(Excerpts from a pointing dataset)

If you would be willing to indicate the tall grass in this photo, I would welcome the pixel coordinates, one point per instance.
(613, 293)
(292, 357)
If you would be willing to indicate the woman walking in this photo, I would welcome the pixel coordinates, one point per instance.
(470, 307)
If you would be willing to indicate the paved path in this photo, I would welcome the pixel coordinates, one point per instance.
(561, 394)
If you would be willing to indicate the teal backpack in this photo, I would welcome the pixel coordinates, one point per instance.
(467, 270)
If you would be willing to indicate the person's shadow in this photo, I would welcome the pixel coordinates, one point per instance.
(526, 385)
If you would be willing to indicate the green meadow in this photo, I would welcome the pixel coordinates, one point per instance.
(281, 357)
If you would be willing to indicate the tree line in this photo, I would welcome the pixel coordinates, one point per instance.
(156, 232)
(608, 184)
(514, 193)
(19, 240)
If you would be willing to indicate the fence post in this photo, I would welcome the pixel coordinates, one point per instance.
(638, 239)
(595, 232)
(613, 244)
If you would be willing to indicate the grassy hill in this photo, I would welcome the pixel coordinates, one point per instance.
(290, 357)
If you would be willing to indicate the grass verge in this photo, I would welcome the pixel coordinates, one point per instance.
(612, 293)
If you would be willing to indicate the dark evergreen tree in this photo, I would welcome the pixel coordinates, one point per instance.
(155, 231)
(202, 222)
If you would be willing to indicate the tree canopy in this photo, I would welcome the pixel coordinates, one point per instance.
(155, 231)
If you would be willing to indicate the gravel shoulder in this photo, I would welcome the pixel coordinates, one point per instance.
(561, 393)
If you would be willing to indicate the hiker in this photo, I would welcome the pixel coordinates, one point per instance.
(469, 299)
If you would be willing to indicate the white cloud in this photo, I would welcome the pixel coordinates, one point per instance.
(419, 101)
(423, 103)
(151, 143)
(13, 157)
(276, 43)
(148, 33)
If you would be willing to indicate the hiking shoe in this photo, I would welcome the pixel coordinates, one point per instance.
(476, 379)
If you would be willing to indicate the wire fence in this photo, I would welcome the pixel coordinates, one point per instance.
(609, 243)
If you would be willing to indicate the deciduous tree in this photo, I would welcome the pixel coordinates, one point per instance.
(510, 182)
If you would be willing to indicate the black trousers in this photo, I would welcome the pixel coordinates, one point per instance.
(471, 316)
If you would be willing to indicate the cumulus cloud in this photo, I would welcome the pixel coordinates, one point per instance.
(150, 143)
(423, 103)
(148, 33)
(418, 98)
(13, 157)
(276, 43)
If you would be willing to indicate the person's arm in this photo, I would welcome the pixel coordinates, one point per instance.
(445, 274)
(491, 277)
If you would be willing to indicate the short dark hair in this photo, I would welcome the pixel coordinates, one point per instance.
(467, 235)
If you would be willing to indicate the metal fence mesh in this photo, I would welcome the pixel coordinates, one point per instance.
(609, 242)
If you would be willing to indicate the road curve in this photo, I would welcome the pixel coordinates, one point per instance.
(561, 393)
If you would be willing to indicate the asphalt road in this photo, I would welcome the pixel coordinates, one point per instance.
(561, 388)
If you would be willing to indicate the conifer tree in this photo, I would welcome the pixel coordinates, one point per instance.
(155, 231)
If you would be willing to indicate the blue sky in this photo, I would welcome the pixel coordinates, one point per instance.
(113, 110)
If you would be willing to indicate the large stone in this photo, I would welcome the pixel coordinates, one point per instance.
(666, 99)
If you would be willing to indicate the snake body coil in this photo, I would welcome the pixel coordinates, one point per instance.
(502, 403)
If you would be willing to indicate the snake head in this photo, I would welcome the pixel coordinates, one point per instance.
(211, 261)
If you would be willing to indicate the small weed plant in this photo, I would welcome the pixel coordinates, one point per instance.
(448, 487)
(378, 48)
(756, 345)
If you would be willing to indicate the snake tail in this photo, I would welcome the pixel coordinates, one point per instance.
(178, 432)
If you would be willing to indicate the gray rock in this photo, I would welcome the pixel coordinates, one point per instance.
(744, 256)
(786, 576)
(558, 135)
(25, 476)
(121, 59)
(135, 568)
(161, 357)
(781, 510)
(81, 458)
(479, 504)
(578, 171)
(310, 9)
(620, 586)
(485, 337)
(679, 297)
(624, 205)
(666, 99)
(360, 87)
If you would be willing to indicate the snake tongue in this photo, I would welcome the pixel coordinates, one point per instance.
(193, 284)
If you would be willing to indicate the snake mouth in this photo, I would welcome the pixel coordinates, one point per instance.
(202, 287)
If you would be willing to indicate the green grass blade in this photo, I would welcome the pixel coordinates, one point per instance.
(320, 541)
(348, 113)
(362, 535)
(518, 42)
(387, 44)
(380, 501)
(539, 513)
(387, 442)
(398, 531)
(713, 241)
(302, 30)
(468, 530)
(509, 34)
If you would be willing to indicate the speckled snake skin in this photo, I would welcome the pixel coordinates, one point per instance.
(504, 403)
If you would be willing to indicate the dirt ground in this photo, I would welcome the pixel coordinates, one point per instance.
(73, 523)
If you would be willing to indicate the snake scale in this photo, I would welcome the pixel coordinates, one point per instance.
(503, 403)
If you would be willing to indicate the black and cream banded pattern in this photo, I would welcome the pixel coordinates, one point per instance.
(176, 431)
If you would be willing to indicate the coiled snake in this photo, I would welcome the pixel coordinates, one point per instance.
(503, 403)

• Request
Reproduce all of the records above verbatim, line by line.

• Solution to the exercise
If you would be willing to indicate the tall grass in this photo, I would welcome the pixel coordinates, one point per instance.
(613, 293)
(292, 357)
If you would be willing to indicate the woman walking in this photo, I would welcome the pixel coordinates, one point per instance.
(470, 307)
If you would be willing to indicate the paved path in this photo, I would welcome the pixel coordinates, one point per instance.
(561, 394)
If you would be willing to indicate the teal backpack in this photo, I would welcome the pixel coordinates, one point per instance.
(467, 270)
If you would be willing to indicate the person's shadow in this photo, I would welcome the pixel coordinates, one point per instance.
(526, 385)
If you would be willing to indicate the green meadow in this photo, I would welcome the pixel coordinates, one point per instance.
(281, 357)
If you would be willing to indicate the tree line in this photo, I would welcome the pixel coordinates, one point per instance.
(156, 232)
(608, 184)
(514, 193)
(19, 240)
If you would be willing to indicate the fence post in this photo, I would welcome the pixel coordinates, one point per instance.
(638, 239)
(595, 232)
(613, 244)
If you would be willing to indicate the grassy hill in this photo, I would welcome the pixel coordinates, one point per instance.
(290, 357)
If you would be willing to indicate the grass verge in this photo, I would welcome the pixel coordinates, one point per instance.
(612, 293)
If you would be willing to indicate the dark evergreen tree in this photo, I would welcome the pixel coordinates, one point per instance.
(155, 231)
(202, 222)
If you would be willing to indicate the tree canopy in this photo, I would welcome the pixel coordinates, one point per instance.
(155, 231)
If you would be willing to indicate the gravel shoulder in this photo, I would welcome the pixel coordinates, one point per instance.
(561, 393)
If you would be willing to indicate the hiker in this photo, I would welcome the pixel coordinates, one point per instance.
(469, 299)
If you would be willing to indicate the white cloud in this photo, I would welcome the pixel coordinates, one point per instance.
(419, 101)
(423, 103)
(151, 143)
(13, 157)
(276, 43)
(148, 33)
If you would be willing to indicate the hiking shoe in this photo, I would welcome the pixel coordinates, one point per instance.
(476, 379)
If you would be willing to indicate the wire fence in this photo, I would welcome the pixel coordinates, one point per instance.
(609, 243)
If you would be willing to indicate the deciduous tree in this photo, I would welcome the pixel coordinates, one point per instance.
(510, 182)
If you would be willing to indicate the black trousers in this photo, I would welcome the pixel coordinates, one point per instance.
(471, 316)
If you would be willing to indicate the cumulus cloud in this photo, I would welcome the pixel coordinates, one point per instance.
(150, 143)
(423, 103)
(148, 33)
(418, 98)
(13, 157)
(276, 43)
If you would be willing to indicate the person's arm in this photo, I would welcome the pixel coordinates, one point per instance.
(445, 274)
(491, 277)
If you would be willing to indicate the short dark hair in this photo, I would welcome the pixel coordinates, one point per instance.
(467, 235)
If you would be willing to indicate the metal fence mesh in this photo, I would welcome the pixel coordinates, one point per instance.
(609, 242)
If you would be willing to indicate the road curve in this photo, I would welcome the pixel coordinates, one point per instance.
(561, 393)
If you would be willing to indicate the asphalt road in this photo, I would welcome the pixel coordinates, one point per instance.
(561, 388)
If you would be willing to indicate the conifer tree in this photo, I would welcome the pixel coordinates, one point per instance.
(155, 231)
If you would be willing to indicate the blue sky in this photo, I would welcome the pixel coordinates, one point per instance.
(113, 110)
If you would be willing to indicate the large stone in this photo, I would welcome the pixel coordinates, one point per instance.
(666, 99)
If you would be willing to indicate the snake body coil in this photo, I would welcome the pixel coordinates, one point per instance.
(502, 403)
If you would be willing to indicate the snake head in this photo, I would welcome the pixel coordinates, one point per instance.
(211, 261)
If you would be willing to indicate the small weed plant in this photo, I would welcome the pixel coordinates, one point per instance.
(448, 487)
(378, 48)
(756, 345)
If you would be willing to indicate the snake tail in this photo, I would welcome the pixel coordinates, one point per instance.
(178, 432)
If you would be willing to indicate the gray rock in this photo, I would welcome the pixel coordinates, one point per instance.
(744, 256)
(786, 576)
(558, 135)
(25, 476)
(121, 59)
(135, 568)
(161, 357)
(781, 510)
(81, 458)
(479, 504)
(578, 171)
(310, 9)
(620, 586)
(485, 337)
(679, 297)
(624, 205)
(666, 99)
(360, 87)
If you would be willing to indicate the snake tongue in this photo, I would welcome the pixel coordinates, one point per instance.
(193, 284)
If you would be willing to indicate the snake mouth in this photo, I would welcome the pixel coordinates, one point per instance.
(202, 287)
If you would be willing to indicate the green grass blade in this photo, I would welcome the pixel coordinates, one point per instance.
(320, 541)
(348, 113)
(362, 535)
(518, 42)
(387, 44)
(380, 501)
(539, 513)
(387, 442)
(398, 531)
(713, 241)
(302, 30)
(468, 530)
(509, 34)
If you would be willing to indicate the speckled snake skin in this photo, I would welcome the pixel coordinates, one point per instance.
(504, 403)
If you would be willing to indicate the dirt ground in this photo, I would welcome the pixel coordinates, one point per instance.
(73, 523)
If you would be willing to indicate the snake scale in this photo, I would welcome the pixel coordinates, one point per instance.
(503, 403)
If you would be willing to indicate the black and cream banded pattern in this photo, I would welcome the pixel coordinates, one point per instance.
(176, 431)
If you would be willing to indicate the coiled snake in this photo, I would welcome the pixel coordinates, one point per instance.
(503, 403)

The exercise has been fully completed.